[Saved data entries]

------------------------

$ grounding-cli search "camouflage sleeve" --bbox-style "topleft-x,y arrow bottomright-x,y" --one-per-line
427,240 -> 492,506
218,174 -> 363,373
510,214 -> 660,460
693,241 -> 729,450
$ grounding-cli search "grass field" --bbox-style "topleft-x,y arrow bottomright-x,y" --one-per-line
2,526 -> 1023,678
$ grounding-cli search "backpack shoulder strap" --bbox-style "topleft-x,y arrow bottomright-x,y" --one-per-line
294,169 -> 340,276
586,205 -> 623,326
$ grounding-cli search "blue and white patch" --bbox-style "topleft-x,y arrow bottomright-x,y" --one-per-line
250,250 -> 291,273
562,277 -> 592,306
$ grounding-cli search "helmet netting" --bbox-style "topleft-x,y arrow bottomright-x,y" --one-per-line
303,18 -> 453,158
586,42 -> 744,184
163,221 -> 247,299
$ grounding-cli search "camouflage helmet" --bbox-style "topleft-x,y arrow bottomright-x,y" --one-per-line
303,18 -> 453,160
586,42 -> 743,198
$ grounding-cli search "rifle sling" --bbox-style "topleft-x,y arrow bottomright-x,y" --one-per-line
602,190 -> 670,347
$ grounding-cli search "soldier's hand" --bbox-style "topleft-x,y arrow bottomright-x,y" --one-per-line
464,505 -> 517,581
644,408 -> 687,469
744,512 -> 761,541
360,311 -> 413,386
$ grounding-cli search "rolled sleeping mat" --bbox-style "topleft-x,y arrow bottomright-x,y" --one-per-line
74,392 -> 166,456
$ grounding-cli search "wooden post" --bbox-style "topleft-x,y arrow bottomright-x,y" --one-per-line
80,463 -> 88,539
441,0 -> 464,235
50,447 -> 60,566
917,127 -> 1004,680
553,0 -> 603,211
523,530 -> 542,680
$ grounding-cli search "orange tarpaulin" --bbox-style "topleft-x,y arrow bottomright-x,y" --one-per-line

------------------------

Output every record without changing any wording.

Written reply >>
$ grounding-cli search "camouflage sleeve" --bbox-style "topleft-x,y arrow bottomright-x,y" --one-per-line
427,240 -> 492,506
218,174 -> 363,373
510,214 -> 660,460
693,241 -> 729,450
$ grounding-cli search "grass field" --bbox-style "topleft-x,y arrow bottomright-x,y" --one-per-line
2,526 -> 1023,678
$ grounding-cli search "backpack shoulder strap" --bbox-style "topleft-x,y arrow bottomright-x,y" --one-per-line
294,169 -> 340,276
586,205 -> 623,326
$ grounding-cli search "blue and white patch" --bbox-style "topleft-x,y arrow bottomright-x,y" --one-per-line
250,250 -> 291,273
562,277 -> 592,306
$ grounding-cli search "helmet netting" --bbox-style "topleft-x,y arrow bottomright-x,y" --one-per-line
303,18 -> 453,158
586,42 -> 744,184
163,221 -> 247,299
$ grounding-cli search "camouflage helmet" --bbox-style "topleft-x,y arrow bottomright-x,y" --one-per-line
303,18 -> 453,160
586,42 -> 743,198
$ grounding-cli search "rifle sling" --bbox-style "topleft-x,y arrow bottomright-x,y" --one-per-line
602,190 -> 670,347
$ grounding-cli search "soldier's hand" --bbox-style "topleft-x,y arrow bottomright-x,y" --one-per-line
464,505 -> 517,581
644,408 -> 687,469
744,512 -> 761,541
360,311 -> 413,386
$ grounding-cli search "rolled sleeping mat" --bbox-style "topleft-x,y arrow bottomright-x,y" --one-per-line
74,392 -> 166,456
$ grounding-cli search "wooden post" --bbox-style "topleft-x,y arrow bottomright-x,y" --one-per-line
80,463 -> 88,539
441,0 -> 464,235
50,447 -> 60,566
917,127 -> 1004,680
553,0 -> 603,211
523,530 -> 542,680
$ grounding-cli search "orange tarpaulin" --bbox-style "topleft-x,y arrow bottomright-x,y" --one-per-line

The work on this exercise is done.